Top of EXCERPT
The 30th Epilog—An Online Experience
Once more, we honored our most excellent graduates for their outstanding achievements—and you can virtually be part of it.
Since extraordinary times require extraordinary measures, we held our 30th Epilog online this summer semester. Feel free to join us and tune in from June 24th 2020. Listen to the excellent talks of our graduates who competed for the Distinguished Young Alumn Award, and find out who won the Best Poster Award.
Host and Vice Dean of Academic Affairs, Stefan Woltran gave the floor to Dean Gerti Kappel for her welcome address. “When you have the brains, you should do it!” she addressed the students and reminded them of the TU Wien Informatics motto: Dedicated to Excellence. Committed to Society. She congratulated the graduates heartily, “You have taken your talent, and you have taken the opportunities to make it to the top.”
Bottom of EXCERPT
Top of GIVEN MATERIAL
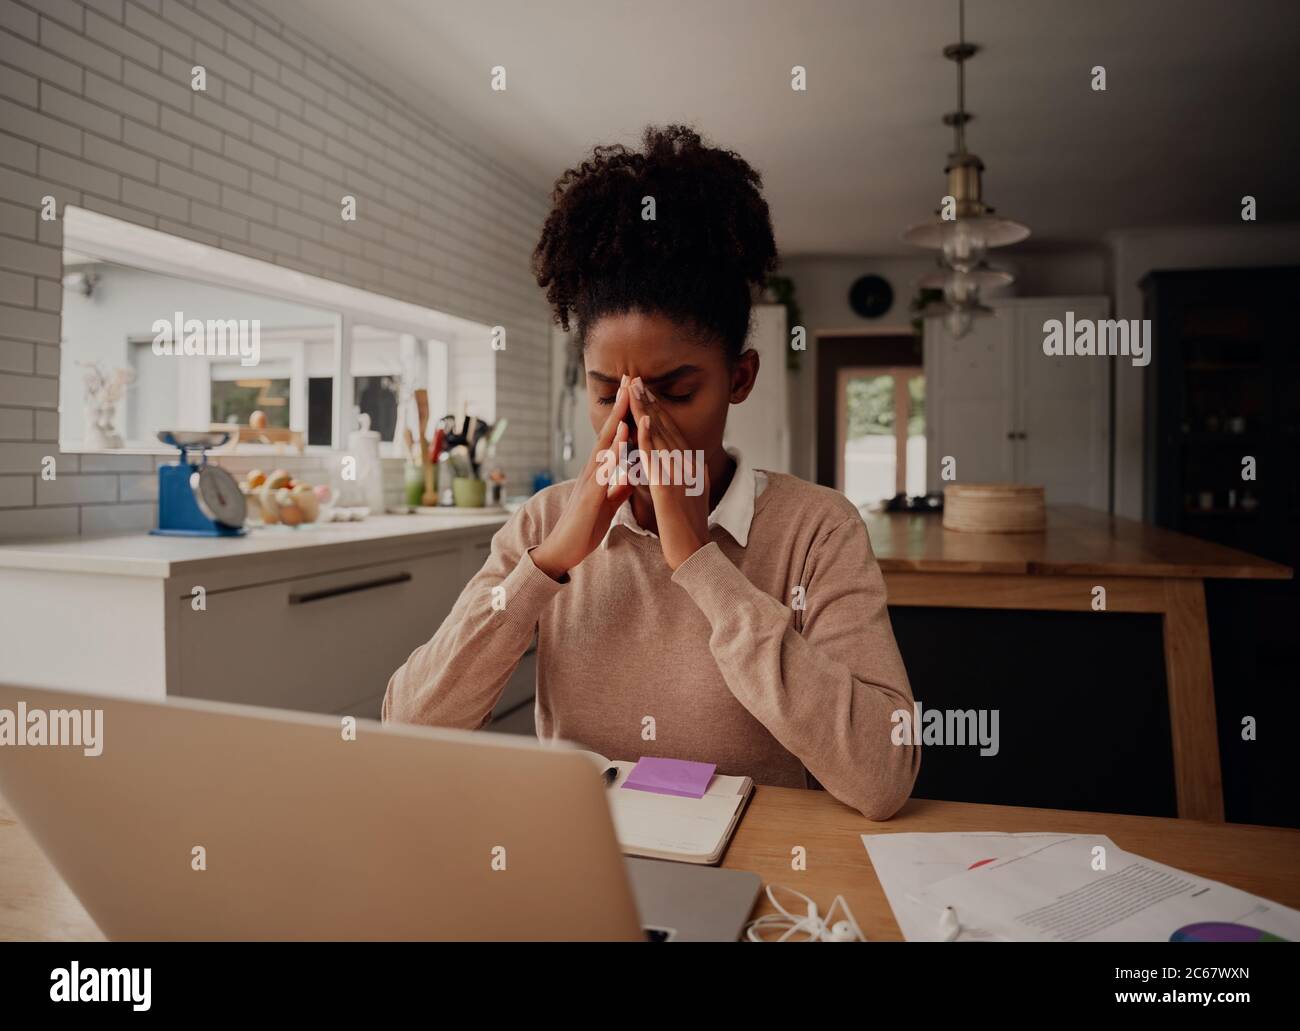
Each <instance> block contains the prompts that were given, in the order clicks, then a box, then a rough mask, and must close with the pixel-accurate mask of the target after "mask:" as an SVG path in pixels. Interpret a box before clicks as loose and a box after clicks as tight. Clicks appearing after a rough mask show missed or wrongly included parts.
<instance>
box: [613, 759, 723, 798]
Bottom of GIVEN MATERIAL
ASSIGNMENT 1 ->
Answer these questions using the Epilog text:
(a) From what date could viewers tune in to the online event?
(b) Who served as host of the event?
(c) What motto did Gerti Kappel remind the students of?
ASSIGNMENT 2 ->
Continue the Epilog text, picking up right after its final sentence.
The listing has no connection to the Epilog text.

RESULT 1 ->
(a) June 24th 2020.
(b) Stefan Woltran, Vice Dean of Academic Affairs.
(c) "Dedicated to Excellence. Committed to Society."

RESULT 2 ->
Distinguished Young Alumn
The best four candidates were selected by a jury, chaired by Margrit Gelautz and consisting of Schahram Dustdar, Georg Fuchsbauer, Eduard Gröller and Sascha Hunold. They presented their excellent diploma theses and competed for the Distinguished Young Alumn Award. Thomas Schlögl convinced the jury with his “very comprehensive presentation” on “An Extension Framework for Epistemic Reasoning in Byzantine Distributed Systems,” which “demonstrates a thorough understanding of the problem and shows potential for follow-up research.” He, therefore, received the Distinguished Young Alumn Award endowed with €1,500 for his outstanding research. His diploma thesis, supervised by Ulrich Schmid and Roman Kuznets, deals with epistemic logic and the asynchronous byzantine framework. The other three best graduates who presented their diploma theses were also honored for their excellent achievements. Sopo Pkhakadze wrote her thesis about “Sequent-Type Calculi for Variants of Default Logic” and was supervised by Hans Tompits. Julian Strohmayer presented “Multi-Modal Fusion of Depth and Thermal Images for Human Behavior Modeling,” supervised by Martin Kampel. Johannes Vass researched on “Exact and Metaheuristic Approaches for the Production Leveling Problem” and was supervised by Nysret Musliu.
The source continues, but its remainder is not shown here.